__EXTRAIT FOURNI__
Aussi, il était apparu absurde de la part de l’ARDR d’appeler à la constitution d’un large front républicain pour »barrer la route au Président Issoufou » si cette alliance décidait de ne pas aller aux élections. Dans ces conditions, par quelle manière compterait-elle empêcher la réélection du président sortant ? Comme on le voit, avec une telle démarche, la contradiction de l’ARDR apparaissait aporétique, en termes de dialectique philosophique, c’est-à- dire une difficulté insurmontable qui anéantit toute la logique ontologique sur laquelle repose tout parti politique : conquérir et exercer le pouvoir. Renoncer à ces deux hautes finalités, reviendrait à pervertir la nature et l’essence même des partis. En effet, comme le disposent la plupart des constitutions du monde, les partis politiques concourent à l’expression du suffrage. Par conséquent, les partis politiques devraient être les premiers à exiger l’organisation d’élections. Ce sont les élections qui donnent vie aux partis.

Éléments enregistrés du jeu de données
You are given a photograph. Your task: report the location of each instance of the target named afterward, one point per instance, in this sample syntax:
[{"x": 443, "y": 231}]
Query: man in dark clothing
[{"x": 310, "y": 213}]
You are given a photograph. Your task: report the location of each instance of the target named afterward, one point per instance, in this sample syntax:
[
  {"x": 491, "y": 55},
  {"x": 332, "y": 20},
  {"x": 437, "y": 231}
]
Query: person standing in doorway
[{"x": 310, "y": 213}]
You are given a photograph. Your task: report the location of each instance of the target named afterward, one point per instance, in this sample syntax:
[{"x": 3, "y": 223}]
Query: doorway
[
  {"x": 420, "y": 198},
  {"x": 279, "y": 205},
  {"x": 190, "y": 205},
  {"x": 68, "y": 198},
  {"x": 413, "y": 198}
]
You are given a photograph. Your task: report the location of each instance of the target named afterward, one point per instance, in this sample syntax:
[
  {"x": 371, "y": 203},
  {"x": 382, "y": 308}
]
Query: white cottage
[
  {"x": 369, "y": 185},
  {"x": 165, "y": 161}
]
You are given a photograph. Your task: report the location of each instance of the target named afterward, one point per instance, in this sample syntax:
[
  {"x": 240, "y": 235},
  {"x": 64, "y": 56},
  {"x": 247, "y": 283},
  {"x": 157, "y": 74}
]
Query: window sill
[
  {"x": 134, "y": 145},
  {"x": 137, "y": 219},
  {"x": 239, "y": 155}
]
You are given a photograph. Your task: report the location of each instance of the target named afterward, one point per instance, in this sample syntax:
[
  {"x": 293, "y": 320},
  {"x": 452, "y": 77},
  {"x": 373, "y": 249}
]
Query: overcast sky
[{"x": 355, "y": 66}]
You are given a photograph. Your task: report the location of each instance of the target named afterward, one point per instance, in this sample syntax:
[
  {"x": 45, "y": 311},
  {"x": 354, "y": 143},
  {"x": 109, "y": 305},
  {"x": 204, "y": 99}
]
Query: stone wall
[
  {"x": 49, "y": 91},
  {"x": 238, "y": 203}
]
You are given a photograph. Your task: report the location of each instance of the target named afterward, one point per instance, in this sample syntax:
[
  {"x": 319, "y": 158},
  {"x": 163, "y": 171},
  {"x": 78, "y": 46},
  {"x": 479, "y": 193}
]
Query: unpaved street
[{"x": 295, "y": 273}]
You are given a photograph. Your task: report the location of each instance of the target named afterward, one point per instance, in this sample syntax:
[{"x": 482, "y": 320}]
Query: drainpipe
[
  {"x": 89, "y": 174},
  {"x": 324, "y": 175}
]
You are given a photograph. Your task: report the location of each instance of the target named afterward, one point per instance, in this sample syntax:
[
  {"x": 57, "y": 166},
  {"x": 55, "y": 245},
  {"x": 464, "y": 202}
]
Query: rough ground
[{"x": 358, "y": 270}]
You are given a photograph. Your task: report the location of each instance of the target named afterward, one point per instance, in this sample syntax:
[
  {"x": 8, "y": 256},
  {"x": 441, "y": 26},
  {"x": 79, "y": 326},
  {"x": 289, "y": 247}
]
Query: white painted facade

__CONSIGNE__
Poursuivez l'extrait sur l'ARDR et le boycott des élections à partir de sa dernière phrase. Les données fournies ne sont pas utiles ici.

__RÉSULTAT FINAL__
Comme le sang est indispensable à la vie de l’organisme, les élections le sont pour les partis. Les partis politiques grandissent donc par les élections tout comme ils meurent par elles. Malheureusement, l’ARDR, rongée sans doute par le ressentiment comme moteur politique, par son refus de prendre part aux élections, ôte ainsi toute légitimité à son existence en tant que structure politique, pour devenir un simple groupe de pression qui ne chercherait pas à conquérir le pouvoir mais seulement à influencer celui-ci ! Or, les militants de l’ARDR n’ont pas adhéré à cette structure pour cela, mais pour bien être une alternative crédible au régime actuel. Cependant, avec la décision de renouer avec le CNDP, l’ARDR aura finalement compris toute la portée de sa mission qui ne saurait être accomplie que dans un cadre républicain et démocratique !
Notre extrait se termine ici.